(Extracted data entries)

****************

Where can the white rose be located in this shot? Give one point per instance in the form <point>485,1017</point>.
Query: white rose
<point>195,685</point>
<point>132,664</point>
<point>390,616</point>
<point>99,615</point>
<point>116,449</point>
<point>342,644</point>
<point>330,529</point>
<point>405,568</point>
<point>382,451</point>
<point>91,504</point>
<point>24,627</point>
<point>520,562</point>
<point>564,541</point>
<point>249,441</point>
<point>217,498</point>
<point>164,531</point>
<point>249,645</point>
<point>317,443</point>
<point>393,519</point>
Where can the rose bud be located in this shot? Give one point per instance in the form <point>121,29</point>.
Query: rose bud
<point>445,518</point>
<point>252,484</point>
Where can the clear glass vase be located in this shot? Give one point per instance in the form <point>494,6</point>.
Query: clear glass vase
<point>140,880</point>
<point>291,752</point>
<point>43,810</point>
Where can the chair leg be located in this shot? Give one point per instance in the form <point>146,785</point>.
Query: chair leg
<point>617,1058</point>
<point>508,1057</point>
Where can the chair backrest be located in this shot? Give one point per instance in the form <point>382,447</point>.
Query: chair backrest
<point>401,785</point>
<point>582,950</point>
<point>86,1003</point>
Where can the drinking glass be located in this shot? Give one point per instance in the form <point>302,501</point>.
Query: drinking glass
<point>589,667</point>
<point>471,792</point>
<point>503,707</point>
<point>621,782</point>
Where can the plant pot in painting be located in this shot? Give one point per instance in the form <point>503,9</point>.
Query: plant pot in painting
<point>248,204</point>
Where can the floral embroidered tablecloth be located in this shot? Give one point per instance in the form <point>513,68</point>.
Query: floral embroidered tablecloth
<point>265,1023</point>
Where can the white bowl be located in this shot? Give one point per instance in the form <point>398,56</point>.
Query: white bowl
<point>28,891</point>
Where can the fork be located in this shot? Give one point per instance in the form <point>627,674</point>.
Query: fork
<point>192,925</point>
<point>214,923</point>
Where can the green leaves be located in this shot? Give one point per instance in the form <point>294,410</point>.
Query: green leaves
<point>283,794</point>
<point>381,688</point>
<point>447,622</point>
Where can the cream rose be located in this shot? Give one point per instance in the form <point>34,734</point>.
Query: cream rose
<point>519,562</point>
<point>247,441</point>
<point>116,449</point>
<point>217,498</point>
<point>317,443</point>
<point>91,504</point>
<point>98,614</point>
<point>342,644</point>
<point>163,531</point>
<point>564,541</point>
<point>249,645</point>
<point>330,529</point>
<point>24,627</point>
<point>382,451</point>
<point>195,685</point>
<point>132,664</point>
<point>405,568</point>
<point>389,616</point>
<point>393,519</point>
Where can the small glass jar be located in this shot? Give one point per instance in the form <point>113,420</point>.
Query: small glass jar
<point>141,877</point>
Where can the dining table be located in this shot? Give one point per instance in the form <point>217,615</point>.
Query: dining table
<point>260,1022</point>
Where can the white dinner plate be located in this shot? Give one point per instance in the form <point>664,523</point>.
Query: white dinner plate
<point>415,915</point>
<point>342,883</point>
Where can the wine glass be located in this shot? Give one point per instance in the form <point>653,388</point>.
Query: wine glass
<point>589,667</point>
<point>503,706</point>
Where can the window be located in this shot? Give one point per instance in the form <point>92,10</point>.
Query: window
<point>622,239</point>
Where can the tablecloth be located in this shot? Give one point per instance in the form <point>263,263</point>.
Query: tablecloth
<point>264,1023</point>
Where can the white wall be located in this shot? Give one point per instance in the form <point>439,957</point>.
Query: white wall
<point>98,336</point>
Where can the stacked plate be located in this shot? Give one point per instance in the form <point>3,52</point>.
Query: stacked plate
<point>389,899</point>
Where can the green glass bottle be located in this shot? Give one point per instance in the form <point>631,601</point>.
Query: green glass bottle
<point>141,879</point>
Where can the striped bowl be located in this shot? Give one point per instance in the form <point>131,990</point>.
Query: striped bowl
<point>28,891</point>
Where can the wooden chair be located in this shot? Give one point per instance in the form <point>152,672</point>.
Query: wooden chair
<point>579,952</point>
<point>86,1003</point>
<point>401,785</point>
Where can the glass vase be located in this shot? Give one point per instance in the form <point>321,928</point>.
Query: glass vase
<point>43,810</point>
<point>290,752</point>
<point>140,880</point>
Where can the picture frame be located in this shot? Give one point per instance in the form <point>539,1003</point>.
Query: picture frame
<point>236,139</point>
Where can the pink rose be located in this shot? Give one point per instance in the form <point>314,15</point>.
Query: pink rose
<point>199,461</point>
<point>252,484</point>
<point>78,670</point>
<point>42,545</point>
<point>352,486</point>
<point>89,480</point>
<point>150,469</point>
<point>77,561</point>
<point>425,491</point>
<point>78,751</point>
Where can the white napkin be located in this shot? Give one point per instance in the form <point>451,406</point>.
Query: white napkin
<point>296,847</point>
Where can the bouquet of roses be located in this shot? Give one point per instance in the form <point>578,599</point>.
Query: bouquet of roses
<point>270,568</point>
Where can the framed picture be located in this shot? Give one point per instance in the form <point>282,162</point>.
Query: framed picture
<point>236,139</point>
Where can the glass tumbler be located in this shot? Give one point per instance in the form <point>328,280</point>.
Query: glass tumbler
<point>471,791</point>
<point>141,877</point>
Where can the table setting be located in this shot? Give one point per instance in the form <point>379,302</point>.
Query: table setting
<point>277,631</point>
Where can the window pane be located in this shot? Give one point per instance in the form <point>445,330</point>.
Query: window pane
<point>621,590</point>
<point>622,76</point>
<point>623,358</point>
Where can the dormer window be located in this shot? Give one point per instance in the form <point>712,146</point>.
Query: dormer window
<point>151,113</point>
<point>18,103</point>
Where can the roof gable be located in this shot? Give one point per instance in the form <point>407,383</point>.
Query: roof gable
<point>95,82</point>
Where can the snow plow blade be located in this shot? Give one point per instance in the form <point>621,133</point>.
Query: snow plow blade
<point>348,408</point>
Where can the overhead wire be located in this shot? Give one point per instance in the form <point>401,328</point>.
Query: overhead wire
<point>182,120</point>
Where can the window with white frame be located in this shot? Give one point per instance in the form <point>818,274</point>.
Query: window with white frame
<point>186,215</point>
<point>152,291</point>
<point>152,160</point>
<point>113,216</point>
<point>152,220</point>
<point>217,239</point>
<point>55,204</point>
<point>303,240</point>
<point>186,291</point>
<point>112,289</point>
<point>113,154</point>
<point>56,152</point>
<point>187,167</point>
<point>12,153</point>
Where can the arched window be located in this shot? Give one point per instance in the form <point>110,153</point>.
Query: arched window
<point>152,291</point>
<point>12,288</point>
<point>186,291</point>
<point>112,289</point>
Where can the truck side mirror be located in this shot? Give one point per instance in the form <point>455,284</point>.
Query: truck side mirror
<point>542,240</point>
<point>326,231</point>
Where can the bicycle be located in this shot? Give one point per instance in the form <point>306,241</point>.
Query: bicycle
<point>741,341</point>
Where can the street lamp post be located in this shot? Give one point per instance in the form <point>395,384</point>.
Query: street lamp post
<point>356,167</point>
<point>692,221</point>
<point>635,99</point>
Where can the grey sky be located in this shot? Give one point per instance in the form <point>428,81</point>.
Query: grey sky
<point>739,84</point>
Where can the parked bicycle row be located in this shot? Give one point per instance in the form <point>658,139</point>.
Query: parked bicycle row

****************

**PROMPT**
Determine how many lines above contain "parked" as a word or string. Give the number alone.

**ANSWER BELOW**
2